(Dataset rows on where objects appear)
-- -- --

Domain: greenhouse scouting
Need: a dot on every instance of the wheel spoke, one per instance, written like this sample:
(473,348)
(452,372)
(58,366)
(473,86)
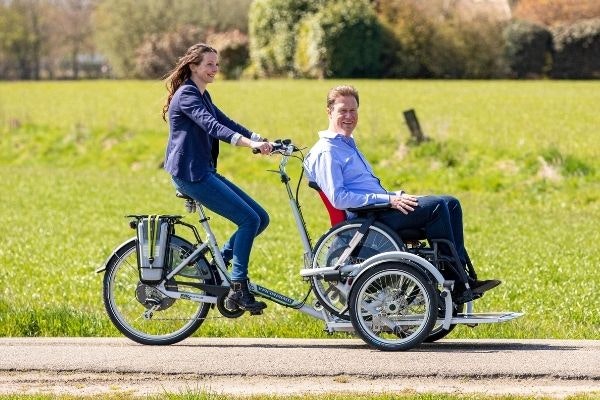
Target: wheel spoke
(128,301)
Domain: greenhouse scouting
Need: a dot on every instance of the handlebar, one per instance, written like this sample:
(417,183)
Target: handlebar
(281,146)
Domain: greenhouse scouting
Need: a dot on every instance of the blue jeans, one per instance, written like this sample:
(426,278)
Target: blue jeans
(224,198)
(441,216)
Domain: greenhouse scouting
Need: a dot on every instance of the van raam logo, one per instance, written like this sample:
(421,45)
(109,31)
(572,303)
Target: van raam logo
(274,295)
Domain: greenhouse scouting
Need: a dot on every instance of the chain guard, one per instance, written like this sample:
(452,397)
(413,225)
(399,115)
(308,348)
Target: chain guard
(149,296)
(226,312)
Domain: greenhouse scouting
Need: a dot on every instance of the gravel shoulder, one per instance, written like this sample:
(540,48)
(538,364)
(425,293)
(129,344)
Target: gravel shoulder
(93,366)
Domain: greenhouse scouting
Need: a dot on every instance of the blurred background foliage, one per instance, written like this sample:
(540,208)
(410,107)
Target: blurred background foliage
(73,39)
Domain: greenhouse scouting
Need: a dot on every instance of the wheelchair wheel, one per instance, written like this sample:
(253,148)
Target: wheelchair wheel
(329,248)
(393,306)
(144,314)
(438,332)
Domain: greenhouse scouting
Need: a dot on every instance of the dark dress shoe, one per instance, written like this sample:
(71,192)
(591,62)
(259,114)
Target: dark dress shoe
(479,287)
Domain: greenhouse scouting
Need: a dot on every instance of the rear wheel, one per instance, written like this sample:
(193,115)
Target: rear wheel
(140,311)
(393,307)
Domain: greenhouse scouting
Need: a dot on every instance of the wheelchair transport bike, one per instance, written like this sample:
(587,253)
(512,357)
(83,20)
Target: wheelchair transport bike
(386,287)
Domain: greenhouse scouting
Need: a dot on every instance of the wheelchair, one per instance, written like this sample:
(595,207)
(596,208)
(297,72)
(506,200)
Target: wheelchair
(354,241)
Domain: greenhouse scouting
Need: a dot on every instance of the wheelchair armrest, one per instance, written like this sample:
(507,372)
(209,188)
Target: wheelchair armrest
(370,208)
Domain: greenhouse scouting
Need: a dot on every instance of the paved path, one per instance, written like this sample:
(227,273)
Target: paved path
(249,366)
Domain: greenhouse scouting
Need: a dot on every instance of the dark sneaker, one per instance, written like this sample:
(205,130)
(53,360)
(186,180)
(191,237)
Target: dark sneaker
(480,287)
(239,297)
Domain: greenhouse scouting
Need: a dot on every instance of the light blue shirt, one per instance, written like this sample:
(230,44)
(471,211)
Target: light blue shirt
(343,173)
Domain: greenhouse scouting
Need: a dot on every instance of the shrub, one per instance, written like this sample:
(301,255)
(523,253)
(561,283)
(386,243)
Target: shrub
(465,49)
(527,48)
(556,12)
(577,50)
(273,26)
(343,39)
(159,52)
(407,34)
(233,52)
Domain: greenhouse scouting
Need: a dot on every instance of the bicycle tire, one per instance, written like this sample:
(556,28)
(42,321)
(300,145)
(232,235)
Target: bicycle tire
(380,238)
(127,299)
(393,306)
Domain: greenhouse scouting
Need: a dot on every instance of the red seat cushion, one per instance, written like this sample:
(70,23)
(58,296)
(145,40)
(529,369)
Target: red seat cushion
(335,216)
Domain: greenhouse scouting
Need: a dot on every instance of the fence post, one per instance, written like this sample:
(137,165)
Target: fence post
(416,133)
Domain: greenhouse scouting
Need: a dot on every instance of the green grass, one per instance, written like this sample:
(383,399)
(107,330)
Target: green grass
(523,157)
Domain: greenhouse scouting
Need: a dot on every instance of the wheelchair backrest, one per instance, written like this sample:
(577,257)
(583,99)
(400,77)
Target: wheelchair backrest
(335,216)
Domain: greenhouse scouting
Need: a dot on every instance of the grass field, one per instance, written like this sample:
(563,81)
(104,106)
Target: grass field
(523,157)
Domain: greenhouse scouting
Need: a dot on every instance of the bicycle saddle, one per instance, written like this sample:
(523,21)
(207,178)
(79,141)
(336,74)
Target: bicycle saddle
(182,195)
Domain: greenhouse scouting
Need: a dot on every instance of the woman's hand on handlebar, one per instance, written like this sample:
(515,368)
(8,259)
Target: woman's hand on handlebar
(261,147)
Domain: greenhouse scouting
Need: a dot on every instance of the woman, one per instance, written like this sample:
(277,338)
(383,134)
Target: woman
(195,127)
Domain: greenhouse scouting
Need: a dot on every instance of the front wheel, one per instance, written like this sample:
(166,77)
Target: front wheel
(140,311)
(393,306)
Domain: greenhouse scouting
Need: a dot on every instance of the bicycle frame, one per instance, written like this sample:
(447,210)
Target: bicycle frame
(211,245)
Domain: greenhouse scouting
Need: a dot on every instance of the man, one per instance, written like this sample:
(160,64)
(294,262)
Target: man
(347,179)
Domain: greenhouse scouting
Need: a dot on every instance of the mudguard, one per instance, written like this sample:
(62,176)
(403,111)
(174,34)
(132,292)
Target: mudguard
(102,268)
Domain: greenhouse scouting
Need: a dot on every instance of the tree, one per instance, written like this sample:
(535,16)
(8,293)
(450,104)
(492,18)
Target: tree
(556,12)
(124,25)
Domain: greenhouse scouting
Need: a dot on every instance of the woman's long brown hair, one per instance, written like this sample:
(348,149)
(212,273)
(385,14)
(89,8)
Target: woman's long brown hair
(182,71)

-- -- --

- [Work to complete] Print all of the entries word for word. Skip any images they contain.

- [Result for this exercise]
Domain: greenhouse scouting
Need: a dot on every instance of the wheel spoke, one per instance, written like this sample:
(473,348)
(452,372)
(58,366)
(473,86)
Target: wheel spoke
(128,301)
Domain: greenhouse scouting
Need: a dot on every instance of the handlebar, one per instance, written like this sample:
(417,183)
Target: handlebar
(281,146)
Domain: greenhouse scouting
Need: a dot on every instance of the blue jeans, one per instance, written like this sample:
(426,278)
Target: blue jeans
(224,198)
(441,216)
Domain: greenhouse scouting
Need: a dot on every instance of the van raam logo, one per instance, written like this sample:
(421,45)
(109,31)
(572,303)
Target: van raam logo
(274,295)
Domain: greenhouse scouting
Need: a dot on every instance of the chain guard, one per instance, written like this sample:
(452,397)
(413,225)
(399,115)
(308,348)
Target: chain guard
(149,296)
(226,312)
Domain: greenhouse scouting
Need: a dot on every instance of the gravel shoulder, one per instance, written like this sample:
(540,48)
(538,364)
(425,293)
(129,344)
Target: gravel shoulder
(93,366)
Domain: greenhouse scouting
Need: a dot on every instance of the blurred background foliage, one per instance, written like this sample:
(540,208)
(410,107)
Target: blurred background foliage
(73,39)
Domain: greenhouse scouting
Need: a dot on every instance of the wheelchair wheel, one per instance, written like this sample:
(253,148)
Target: wheelchair wheel
(329,248)
(393,306)
(144,314)
(438,332)
Domain: greenhouse scouting
Need: a dot on every instance of the dark dress shoe, one per instance, written like this sample:
(71,192)
(591,62)
(259,114)
Target: dark dress shoe
(479,287)
Domain: greenhouse scouting
Need: a dot on every instance of the rear wheel, one per instance, written like this sample:
(193,115)
Target: rear wheel
(140,311)
(393,307)
Domain: greenhouse scouting
Need: a dot on every instance of the wheelchair transport bike, one per instance, written like this sample:
(587,253)
(512,357)
(83,20)
Target: wheelchair transport bike
(386,287)
Domain: greenhouse scouting
Need: a dot on every instance of the wheelchair, one per instance, written like this sample:
(595,207)
(596,208)
(297,72)
(506,200)
Target: wheelchair
(354,241)
Domain: greenhouse scouting
Need: a dot on every instance of the wheelchair armrest, one per instance, written like this sample:
(507,372)
(209,188)
Target: wheelchair armrest
(370,208)
Domain: greenhouse scouting
Need: a dot on every instance of the paved path, one per instance, written like this sample:
(227,273)
Target: paved path
(249,366)
Domain: greenhouse scouting
Need: a dot on every instance of the dark sneaker, one per instance, written like this sample:
(205,130)
(53,360)
(186,180)
(191,237)
Target: dark sneaker
(480,287)
(239,297)
Domain: greenhouse scouting
Need: a dot on every instance of the light blue shirt, one per instance, written like this sample:
(230,44)
(471,211)
Target: light blue shirt
(343,173)
Domain: greenhouse scouting
Need: a dot on every instance of the shrub, one per instance, written like this sample:
(301,255)
(523,253)
(561,283)
(386,243)
Target: shrub
(465,49)
(527,48)
(556,12)
(577,50)
(273,26)
(343,39)
(159,52)
(407,34)
(233,52)
Domain: greenhouse scouting
Need: a dot on every instance of the bicycle tire, one per instance, written like this sample:
(556,28)
(42,321)
(300,145)
(232,235)
Target: bicycle tire
(380,238)
(127,299)
(393,306)
Domain: greenhouse scouting
Need: a dot on every instance of the red seat cushion, one per instance, written like this sample:
(70,23)
(58,296)
(145,40)
(529,369)
Target: red seat cushion
(335,216)
Domain: greenhouse scouting
Need: a dot on every instance of the fence post, one per instance, written like this sample:
(137,165)
Target: fence post
(416,133)
Domain: greenhouse scouting
Need: a dot on every instance of the green grass, one per instance, written like this sample:
(383,399)
(107,330)
Target: green grass
(523,157)
Domain: greenhouse scouting
Need: a dot on every instance of the wheelchair backrest, one per instance, written like this sample:
(577,257)
(583,99)
(400,77)
Target: wheelchair backrest
(335,216)
Domain: greenhouse scouting
Need: a dot on every instance of the grass field, one per instance, written like this sample:
(563,81)
(104,106)
Target: grass field
(523,157)
Domain: greenhouse scouting
Need: a dot on every instance of the bicycle saddle, one per instance, written like this sample:
(523,21)
(207,178)
(79,141)
(336,74)
Target: bicycle saddle
(182,195)
Domain: greenhouse scouting
Need: a dot on every instance of the woman's hand on handlebar, one per instance, written like this sample:
(515,368)
(8,259)
Target: woman's hand on handlebar
(261,147)
Domain: greenhouse scouting
Need: a dot on every instance of the woman, one per instance, written like this sample:
(277,338)
(383,134)
Target: woman
(195,127)
Domain: greenhouse scouting
Need: a dot on every instance of the front wheel, one per instance, written like this sample:
(166,77)
Target: front wheel
(140,311)
(393,306)
Domain: greenhouse scouting
Need: a dot on every instance of the bicycle frame, one per instance, written like this sample:
(447,210)
Target: bicycle frame
(211,245)
Domain: greenhouse scouting
Need: a dot on every instance of the man, one per instance, written like this sample:
(160,64)
(294,262)
Target: man
(347,179)
Domain: greenhouse scouting
Need: a dot on every instance of the mudguard, one per instance, written like this sample:
(62,176)
(403,111)
(174,34)
(132,292)
Target: mudguard
(102,268)
Domain: greenhouse scouting
Need: a dot on every instance of the tree, one per instance, written like this sample:
(535,16)
(8,293)
(450,104)
(492,18)
Target: tree
(556,12)
(124,25)
Domain: greenhouse scouting
Need: a dot on every instance of the woman's long brown hair, one per instance, written like this sample:
(348,149)
(212,273)
(385,14)
(89,8)
Target: woman's long brown hair
(182,71)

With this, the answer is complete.